*** EXTRAIT FOURNI ***

Quand les Anglais cherchent à empêcher le percement de l’isthme de Suez sous le prétexte de difficultés imaginaires, n’a-t-on pas le droit de leur demander en quel nom ils prétendent arrêter cette entreprise internationale ? Si elle offre dans l’exécution des difficultés insurmontables, tant pis ; mais il est certain que les hommes de l’art ne sortiront pas sans profit de cette lutte. Là n’est donc point la question à examiner, et comme l’Égypte n’appartient pas encore à l’Angleterre, celle-ci n’a nul pouvoir d’empêcher les travaux qui s’y font. Il vaut mieux que les Anglais jettent le masque, et déclarent ouvertement qu’ils ne veulent pas le percement de l’isthme de Suez parce qu’ils prétendent garder pour eux non-seulement l’influence politique sur les affaires de l’Orient, mais aussi la navigation de la Mer-Rouge, et avec elle tout le trafic de la mer des Indes. C’est pour cela qu’ils ont pris également le pas dans le Golfe-Persique, et qu’ils ont fait récemment étudier la grande voie ferrée de l’Europe dans l’Inde par les vallées du Tigre et de l’Euphrate, dont leurs vapeurs sillonnent depuis longtemps les eaux.

***

**OBJECTIF 1:**
Transformez en liste numérotée les lignes des enregistrements ci-dessous, sans les lignes vides. Omettez les images dans votre réponse.

*** DONNÉES ENREGISTRÉES ***

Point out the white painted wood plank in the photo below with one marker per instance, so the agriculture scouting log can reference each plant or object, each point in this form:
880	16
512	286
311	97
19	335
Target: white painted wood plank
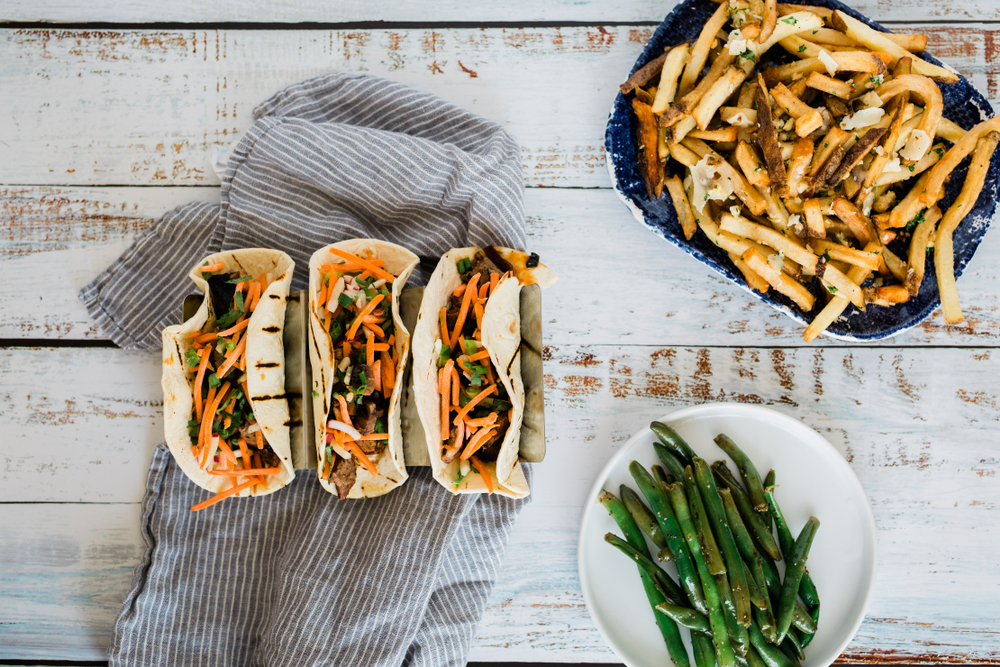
81	230
918	427
309	11
145	107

***

**OBJECTIF 2:**
D'après l'extrait fourni, par quelles vallées les Anglais ont-ils fait étudier la grande voie ferrée de l'Europe dans l'Inde ?

**RÉPONSE 1:**
1. Point out the white painted wood plank in the photo below with one marker per instance, so the agriculture scouting log can reference each plant or object, each point in this form:
2. 880	16
3. 512	286
4. 311	97
5. 19	335
6. Target: white painted wood plank
7. 81	230
8. 918	427
9. 309	11
10. 145	107

**RÉPONSE 2:**
Par les vallées du Tigre et de l'Euphrate.